Source text:

Saturday, October 4, 2008

McCain: The War Hero Has No Clothes

For decades, John McCain actively cultivated the image of a “warrior” and “war hero,” the genuine article, toting that carefully crafted impression around like a Louis Vittuon carry-all. The problem is that the supposedly genuine Vittuon is actually a cheap Bangkok knock-off, a counterfeit that has no more in common with the genuine article than I have with McCain himself.

After years of McCain perpetuating the myth, it’s time someone publicly calls McCain what he is: An exaggerator of his military experience and fabricator of his status as war hero.

To bastardize a distasteful campaign line he unwrapped not long ago, McCain would rather win a campaign than be honest about his wartime experience.

In fact, the record shows that the Man Who Would Be President was a not-very-bright Naval Academy student who preferred parties to studying and graduated fourth from the bottom of his Annapolis class; a mediocre pilot who crashed three jet fighters during training before being shipped out to ‘Nam where he crashed a fourth; an insubordinate junior officer who got shot down over Hanoi because he disobeyed direct orders to abandon his 23rd mission and return the A-4 Skyhawk he flew to the USS Forrestal; and, as a POW, willingly provided so much intelligence – admittedly, bits of it false – and co-operated so extensively with the North Vietnamese in exchange for favorable treatment over a three year period that his fellow prisoners at the Hanoi Hilton gave him the derisive nickname “Songbird.” In propaganda aimed at the US, the North Vietnamese even used his nickname in a news release about McCain, not understanding it was an insult given him by prisoners who were disgusted by his behavior.

Two former POWs, Air Force Colonels Ted Guy and Gordon "Swede" Larson, told the Phoenix New Times in 1999 that they doubted McCain was tortured or harmed while a prisoner. Both Guy and Larson were senior ranking officers in McCain's POW camp at a time he claims he was in solitary confinement and being tortured.

"Between the two of us, it's our belief that no prisoner was beaten or harmed physically in (the Plantation),” Larson stated.

"My only contention with McCain is that he was not physically abused in any way. No one was in that camp.”

Items:
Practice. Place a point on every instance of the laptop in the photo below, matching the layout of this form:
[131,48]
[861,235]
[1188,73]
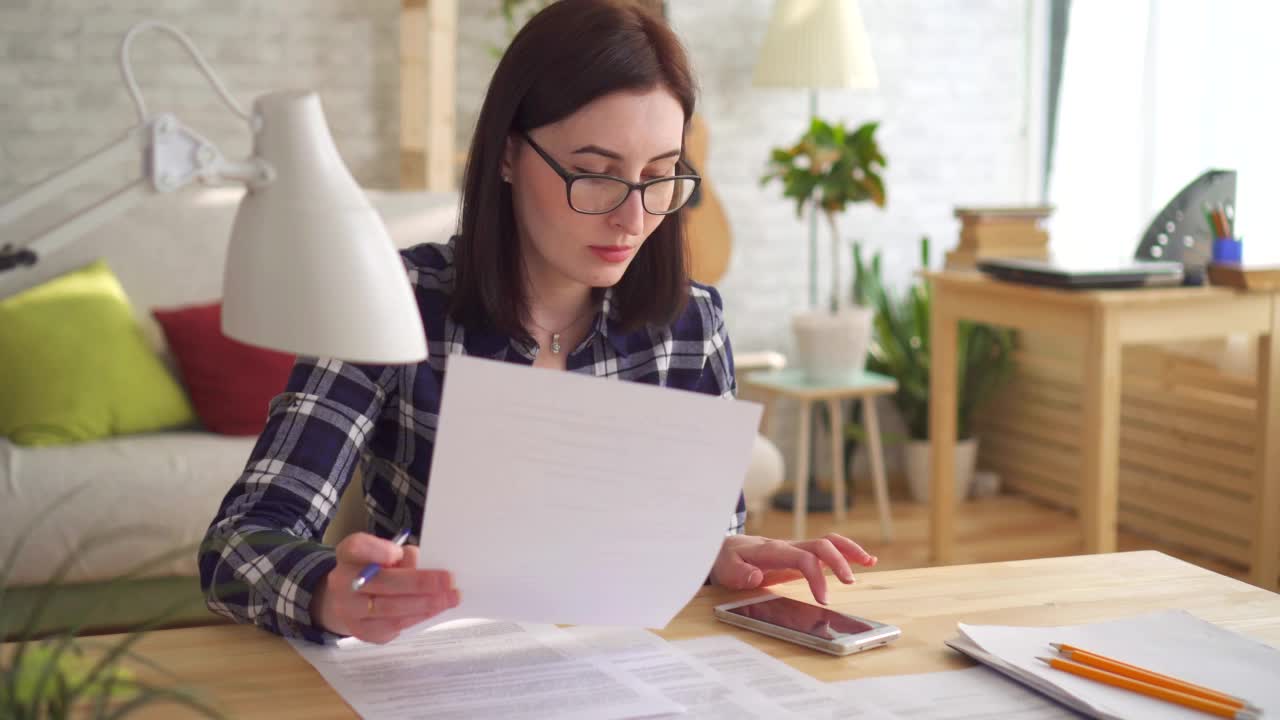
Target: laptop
[1174,250]
[1130,273]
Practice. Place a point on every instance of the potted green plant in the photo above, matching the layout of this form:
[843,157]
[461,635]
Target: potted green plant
[827,169]
[64,674]
[900,347]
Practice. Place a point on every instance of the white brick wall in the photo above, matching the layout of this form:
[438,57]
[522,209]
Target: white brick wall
[62,94]
[951,104]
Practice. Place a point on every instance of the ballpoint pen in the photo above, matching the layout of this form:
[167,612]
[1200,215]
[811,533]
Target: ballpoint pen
[373,568]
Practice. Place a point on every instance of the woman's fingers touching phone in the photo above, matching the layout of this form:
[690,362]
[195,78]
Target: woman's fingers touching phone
[749,561]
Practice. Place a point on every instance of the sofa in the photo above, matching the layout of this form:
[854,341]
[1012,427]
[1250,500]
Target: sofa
[140,493]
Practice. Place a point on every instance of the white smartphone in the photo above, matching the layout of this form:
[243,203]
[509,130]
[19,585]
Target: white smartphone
[810,625]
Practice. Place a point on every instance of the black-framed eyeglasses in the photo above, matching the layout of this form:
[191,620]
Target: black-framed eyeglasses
[594,194]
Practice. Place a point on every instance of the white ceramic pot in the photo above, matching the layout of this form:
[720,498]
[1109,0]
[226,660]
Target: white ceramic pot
[918,459]
[832,346]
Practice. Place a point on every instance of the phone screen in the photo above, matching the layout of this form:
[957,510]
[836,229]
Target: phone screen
[804,618]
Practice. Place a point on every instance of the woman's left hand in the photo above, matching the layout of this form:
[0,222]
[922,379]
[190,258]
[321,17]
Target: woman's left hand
[752,561]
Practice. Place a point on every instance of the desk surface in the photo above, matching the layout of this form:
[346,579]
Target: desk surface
[252,674]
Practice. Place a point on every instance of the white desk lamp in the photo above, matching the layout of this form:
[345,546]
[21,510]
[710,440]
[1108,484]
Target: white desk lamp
[310,267]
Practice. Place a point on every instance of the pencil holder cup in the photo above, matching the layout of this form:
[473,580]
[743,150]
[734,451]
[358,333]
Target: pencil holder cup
[1226,250]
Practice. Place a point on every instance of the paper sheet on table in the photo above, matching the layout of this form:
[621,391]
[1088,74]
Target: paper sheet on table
[786,686]
[705,692]
[557,497]
[955,695]
[475,669]
[1169,642]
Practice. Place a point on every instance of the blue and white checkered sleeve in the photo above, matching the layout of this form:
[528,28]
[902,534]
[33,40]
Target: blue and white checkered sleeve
[717,378]
[263,559]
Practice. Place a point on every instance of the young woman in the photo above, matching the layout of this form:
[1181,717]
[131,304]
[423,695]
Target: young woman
[570,256]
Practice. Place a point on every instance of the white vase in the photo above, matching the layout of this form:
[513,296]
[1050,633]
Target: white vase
[831,346]
[919,458]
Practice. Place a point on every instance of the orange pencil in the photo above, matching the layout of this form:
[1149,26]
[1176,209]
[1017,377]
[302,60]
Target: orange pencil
[1101,661]
[1157,692]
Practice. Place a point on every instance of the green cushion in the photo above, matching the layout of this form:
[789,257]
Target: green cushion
[74,365]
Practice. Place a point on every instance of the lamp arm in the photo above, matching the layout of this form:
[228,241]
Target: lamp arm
[127,68]
[173,156]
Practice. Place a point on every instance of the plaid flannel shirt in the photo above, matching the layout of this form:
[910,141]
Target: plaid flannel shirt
[263,555]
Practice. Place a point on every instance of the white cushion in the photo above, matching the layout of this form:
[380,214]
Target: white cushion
[168,251]
[158,491]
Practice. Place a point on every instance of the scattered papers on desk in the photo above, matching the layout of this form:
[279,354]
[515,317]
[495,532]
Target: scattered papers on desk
[792,689]
[483,669]
[705,692]
[557,497]
[1170,642]
[954,695]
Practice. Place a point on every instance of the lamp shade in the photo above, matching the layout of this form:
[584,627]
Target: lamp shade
[310,267]
[816,44]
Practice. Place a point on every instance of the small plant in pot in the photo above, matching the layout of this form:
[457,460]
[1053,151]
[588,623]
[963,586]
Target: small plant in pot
[827,169]
[900,347]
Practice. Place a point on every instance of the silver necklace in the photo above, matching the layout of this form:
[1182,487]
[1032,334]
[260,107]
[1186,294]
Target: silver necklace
[556,345]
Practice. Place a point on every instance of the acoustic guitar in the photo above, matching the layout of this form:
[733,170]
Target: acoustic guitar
[705,223]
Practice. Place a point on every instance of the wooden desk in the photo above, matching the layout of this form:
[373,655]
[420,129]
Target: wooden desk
[1106,320]
[251,674]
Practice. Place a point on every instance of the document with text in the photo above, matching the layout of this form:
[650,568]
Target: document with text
[560,497]
[707,693]
[481,669]
[792,689]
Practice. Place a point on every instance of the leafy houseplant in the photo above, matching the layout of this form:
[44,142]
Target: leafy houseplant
[58,677]
[827,169]
[984,359]
[831,167]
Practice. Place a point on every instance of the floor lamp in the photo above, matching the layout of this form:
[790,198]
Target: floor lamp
[814,45]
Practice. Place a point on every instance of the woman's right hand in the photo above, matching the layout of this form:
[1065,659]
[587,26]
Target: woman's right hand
[400,595]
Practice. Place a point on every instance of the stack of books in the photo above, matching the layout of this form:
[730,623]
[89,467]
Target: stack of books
[1000,232]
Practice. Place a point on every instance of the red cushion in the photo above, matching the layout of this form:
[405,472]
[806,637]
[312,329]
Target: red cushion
[231,383]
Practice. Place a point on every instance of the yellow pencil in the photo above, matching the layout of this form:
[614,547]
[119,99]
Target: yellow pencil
[1110,664]
[1157,692]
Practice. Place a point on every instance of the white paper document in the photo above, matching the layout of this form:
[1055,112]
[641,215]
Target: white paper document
[955,695]
[481,669]
[780,682]
[705,692]
[558,497]
[1169,642]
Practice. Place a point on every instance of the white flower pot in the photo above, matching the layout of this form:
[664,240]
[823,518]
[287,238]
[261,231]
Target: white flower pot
[832,346]
[919,456]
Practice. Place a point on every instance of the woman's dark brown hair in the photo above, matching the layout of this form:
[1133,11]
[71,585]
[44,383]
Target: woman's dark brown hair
[567,55]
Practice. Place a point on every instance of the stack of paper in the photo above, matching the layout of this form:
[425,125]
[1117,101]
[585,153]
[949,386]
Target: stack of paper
[956,695]
[1171,642]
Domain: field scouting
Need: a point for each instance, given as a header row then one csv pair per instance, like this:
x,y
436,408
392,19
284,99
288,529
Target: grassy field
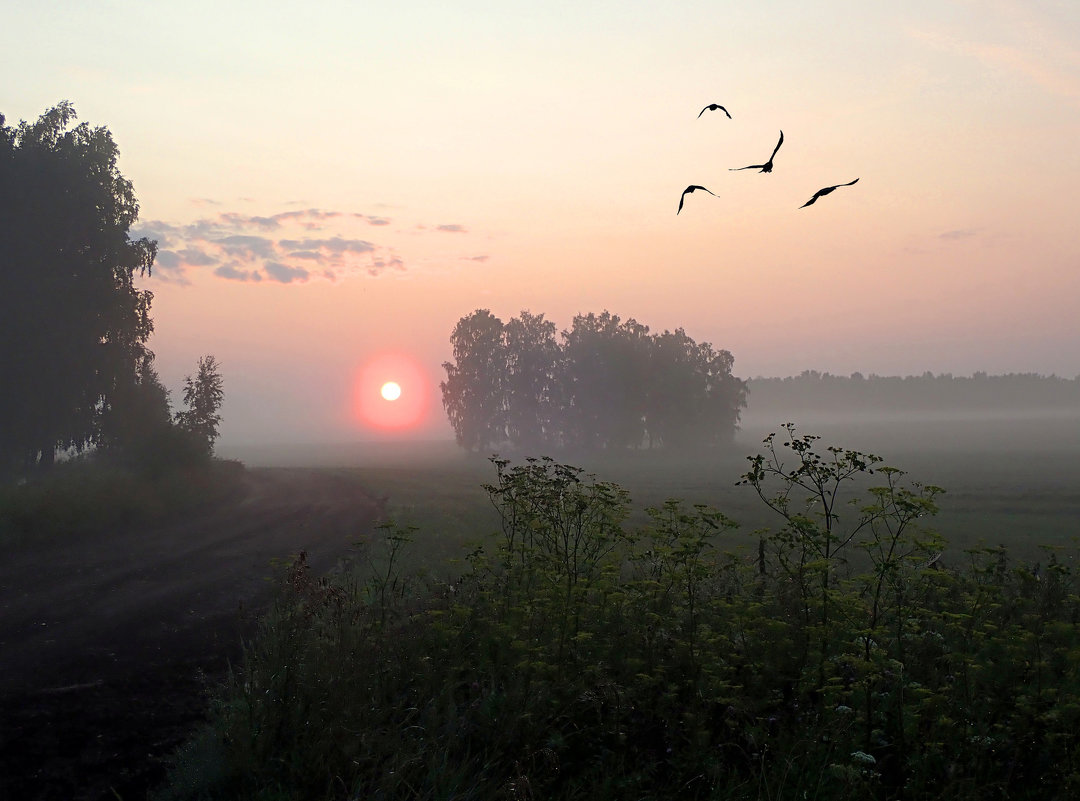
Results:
x,y
1009,482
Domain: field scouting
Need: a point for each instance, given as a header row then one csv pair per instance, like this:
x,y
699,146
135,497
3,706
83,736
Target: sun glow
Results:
x,y
391,393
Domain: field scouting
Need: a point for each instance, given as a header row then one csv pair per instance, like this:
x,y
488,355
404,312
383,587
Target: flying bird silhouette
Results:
x,y
714,107
687,191
767,167
826,190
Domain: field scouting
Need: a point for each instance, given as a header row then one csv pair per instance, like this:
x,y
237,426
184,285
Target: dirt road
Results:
x,y
107,646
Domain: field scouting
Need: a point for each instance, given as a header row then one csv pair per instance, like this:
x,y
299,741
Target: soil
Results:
x,y
109,646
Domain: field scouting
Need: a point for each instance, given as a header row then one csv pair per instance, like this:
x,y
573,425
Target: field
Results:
x,y
1012,482
142,620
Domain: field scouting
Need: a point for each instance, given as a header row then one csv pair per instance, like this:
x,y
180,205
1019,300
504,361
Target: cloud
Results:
x,y
284,273
247,246
289,247
233,273
334,245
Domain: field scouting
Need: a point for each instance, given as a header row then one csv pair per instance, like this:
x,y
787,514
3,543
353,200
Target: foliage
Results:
x,y
72,325
608,385
838,656
203,395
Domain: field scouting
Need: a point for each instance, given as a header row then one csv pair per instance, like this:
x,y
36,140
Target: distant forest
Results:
x,y
823,394
603,384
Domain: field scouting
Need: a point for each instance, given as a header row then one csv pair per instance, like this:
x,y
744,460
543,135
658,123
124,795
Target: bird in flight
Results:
x,y
687,191
714,107
826,190
767,167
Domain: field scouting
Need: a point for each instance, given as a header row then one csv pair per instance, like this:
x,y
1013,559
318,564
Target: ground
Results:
x,y
109,645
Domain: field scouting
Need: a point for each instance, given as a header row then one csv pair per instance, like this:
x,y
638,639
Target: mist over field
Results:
x,y
515,402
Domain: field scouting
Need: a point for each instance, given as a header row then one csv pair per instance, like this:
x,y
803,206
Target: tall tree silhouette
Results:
x,y
203,395
607,361
72,325
474,390
534,382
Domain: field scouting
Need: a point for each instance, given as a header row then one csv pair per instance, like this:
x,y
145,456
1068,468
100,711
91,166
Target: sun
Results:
x,y
392,393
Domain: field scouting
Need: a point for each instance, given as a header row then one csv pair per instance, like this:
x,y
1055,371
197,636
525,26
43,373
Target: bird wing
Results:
x,y
778,146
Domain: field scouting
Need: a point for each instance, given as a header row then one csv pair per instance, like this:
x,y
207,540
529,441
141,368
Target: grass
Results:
x,y
82,498
584,656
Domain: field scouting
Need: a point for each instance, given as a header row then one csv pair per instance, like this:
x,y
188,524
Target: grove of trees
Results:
x,y
73,326
603,384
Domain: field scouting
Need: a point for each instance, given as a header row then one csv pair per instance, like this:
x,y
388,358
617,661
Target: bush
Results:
x,y
838,659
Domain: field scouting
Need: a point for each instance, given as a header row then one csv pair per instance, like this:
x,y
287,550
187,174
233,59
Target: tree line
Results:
x,y
605,383
73,326
813,391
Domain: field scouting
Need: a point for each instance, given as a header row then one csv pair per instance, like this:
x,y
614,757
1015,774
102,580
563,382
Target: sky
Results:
x,y
334,185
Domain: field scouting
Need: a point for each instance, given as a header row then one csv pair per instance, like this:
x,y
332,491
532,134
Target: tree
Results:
x,y
203,395
72,325
534,381
607,362
474,390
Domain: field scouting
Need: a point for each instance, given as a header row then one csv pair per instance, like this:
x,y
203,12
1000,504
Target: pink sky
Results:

Challenges:
a: According to the McCain post, which two former POWs told the Phoenix New Times in 1999 that they doubted McCain was tortured?
b: Write out the stretch of the McCain post from "For decades, John" through "as war hero.".
Rely only on the text when working on anything here, not on the rows.

Responses to the tasks:
a: Air Force Colonels Ted Guy and Gordon "Swede" Larson.

b:
For decades, John McCain actively cultivated the image of a “warrior” and “war hero,” the genuine article, toting that carefully crafted impression around like a Louis Vittuon carry-all. The problem is that the supposedly genuine Vittuon is actually a cheap Bangkok knock-off, a counterfeit that has no more in common with the genuine article than I have with McCain himself.

After years of McCain perpetuating the myth, it’s time someone publicly calls McCain what he is: An exaggerator of his military experience and fabricator of his status as war hero.